:: Excerpted records ::

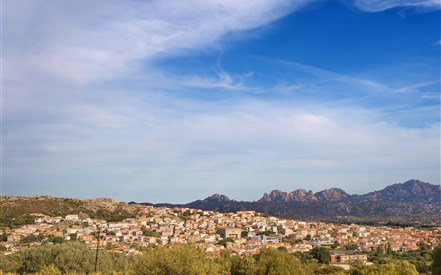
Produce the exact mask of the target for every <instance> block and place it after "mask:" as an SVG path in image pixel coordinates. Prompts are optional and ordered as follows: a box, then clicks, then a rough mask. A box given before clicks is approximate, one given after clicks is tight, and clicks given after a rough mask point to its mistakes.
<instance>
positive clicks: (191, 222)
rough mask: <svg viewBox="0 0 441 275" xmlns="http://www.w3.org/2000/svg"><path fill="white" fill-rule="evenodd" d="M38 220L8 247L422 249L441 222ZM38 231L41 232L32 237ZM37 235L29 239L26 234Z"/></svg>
mask: <svg viewBox="0 0 441 275" xmlns="http://www.w3.org/2000/svg"><path fill="white" fill-rule="evenodd" d="M33 215H34V217H35V224H31V225H25V226H23V227H20V228H15V229H11V230H9V231H8V232H6V235H7V240H6V241H4V242H0V246H1V247H3V249H2V250H3V251H1V252H0V253H5V254H6V253H14V252H17V251H20V250H23V249H27V248H28V247H30V246H36V245H40V244H41V242H43V241H45V240H47V239H48V238H49V237H52V238H53V237H58V239H61V240H79V241H82V242H84V243H85V244H87V245H88V246H90V247H91V248H96V247H100V248H102V249H107V250H110V251H118V252H126V253H136V252H137V251H138V250H139V248H141V247H146V246H154V245H172V244H177V243H188V244H193V245H196V246H198V247H201V248H202V249H204V250H206V251H210V252H214V253H217V252H220V251H222V250H223V249H225V248H228V249H229V250H231V251H232V252H233V253H237V254H239V255H243V254H256V253H259V251H260V249H261V248H262V247H268V246H272V247H280V246H283V247H285V249H286V250H287V251H288V252H307V251H310V250H311V249H312V248H313V247H315V246H332V247H333V248H335V247H341V248H344V247H346V248H351V249H353V250H356V251H360V252H362V251H371V250H376V249H378V248H379V247H380V248H381V247H386V246H387V247H388V249H391V250H393V251H410V250H417V249H418V248H419V246H421V244H424V245H425V246H429V247H435V246H436V245H437V244H438V243H439V242H440V239H441V234H440V233H441V228H438V229H436V230H422V229H416V228H413V227H406V228H392V227H386V226H382V227H376V226H362V225H355V224H351V225H345V224H332V223H324V222H306V221H298V220H290V219H282V218H276V217H268V216H265V215H260V214H259V213H255V212H254V211H240V212H236V213H219V212H214V211H203V210H197V209H188V208H165V207H151V206H145V207H143V208H142V211H141V214H140V216H139V217H137V218H133V219H126V220H124V221H122V222H108V221H105V220H97V219H91V218H87V217H82V215H67V216H65V217H50V216H46V215H43V214H33ZM29 235H34V236H35V238H26V237H27V236H29ZM24 239H27V240H29V239H30V240H34V241H33V242H30V243H29V242H27V243H23V240H24ZM355 260H356V261H357V262H360V261H361V262H367V258H366V256H365V255H363V254H360V253H358V255H333V256H332V257H331V263H334V264H336V265H339V264H341V265H343V264H349V263H351V262H354V261H355Z"/></svg>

:::

Exercise aim —
Please repeat each record above precisely, with the pictures left out.

Answer below —
Produce the exact mask of the target for every <instance> block and place it after "mask:" as an SVG path in image pixel coordinates. Prompts are optional and ordered as follows: a box, then clicks, then a rough mask. A box given before clicks is approximate, one given after clicks is tight, and clicks given after a rough mask point to its mistakes.
<instance>
positive clicks: (191, 222)
rough mask: <svg viewBox="0 0 441 275" xmlns="http://www.w3.org/2000/svg"><path fill="white" fill-rule="evenodd" d="M38 220L8 247L422 249L441 222ZM38 231L41 232L32 237ZM37 235L29 239L26 234Z"/></svg>
mask: <svg viewBox="0 0 441 275" xmlns="http://www.w3.org/2000/svg"><path fill="white" fill-rule="evenodd" d="M33 215H34V217H35V224H31V225H25V226H23V227H20V228H15V229H11V230H9V231H8V232H6V235H7V240H6V241H4V242H0V246H1V247H3V249H2V250H3V251H1V252H0V253H5V254H6V253H14V252H17V251H20V250H23V249H27V248H28V247H30V246H36V245H40V244H41V242H43V241H45V240H47V239H48V238H49V237H52V238H53V237H58V239H61V240H79V241H82V242H84V243H85V244H87V245H88V246H90V247H91V248H96V247H100V248H102V249H107V250H110V251H118V252H126V253H136V252H137V251H138V250H139V248H141V247H146V246H154V245H172V244H177V243H188V244H193V245H196V246H198V247H201V248H202V249H204V250H206V251H210V252H214V253H217V252H220V251H222V250H223V249H225V248H228V249H229V250H231V251H232V252H233V253H237V254H239V255H243V254H256V253H259V251H260V249H261V248H262V247H268V246H272V247H280V246H283V247H285V249H286V250H287V251H288V252H307V251H310V250H311V249H312V248H313V247H315V246H332V247H333V248H335V247H341V248H344V247H346V248H351V249H353V250H356V251H360V252H362V251H371V250H376V249H378V248H379V247H380V248H381V247H386V246H387V247H388V249H391V250H393V251H410V250H417V249H418V248H419V246H421V244H424V245H425V246H429V247H435V246H436V245H437V244H438V243H439V242H440V239H441V234H440V233H441V228H438V229H436V230H422V229H416V228H413V227H406V228H392V227H386V226H382V227H376V226H362V225H355V224H351V225H345V224H332V223H324V222H306V221H298V220H290V219H282V218H276V217H268V216H265V215H260V214H259V213H255V212H254V211H240V212H236V213H219V212H214V211H203V210H197V209H188V208H165V207H151V206H145V207H143V208H142V211H141V214H140V216H139V217H137V218H133V219H126V220H124V221H122V222H108V221H105V220H97V219H91V218H87V217H82V215H67V216H65V217H50V216H46V215H43V214H33ZM29 235H34V236H35V238H26V237H27V236H29ZM24 239H27V240H29V239H30V240H34V241H33V242H30V243H29V242H27V243H23V240H24ZM355 260H356V261H357V262H360V261H361V262H367V258H366V256H365V255H363V254H360V253H358V255H333V256H332V257H331V263H334V264H336V265H339V264H341V265H343V264H349V263H351V262H354V261H355Z"/></svg>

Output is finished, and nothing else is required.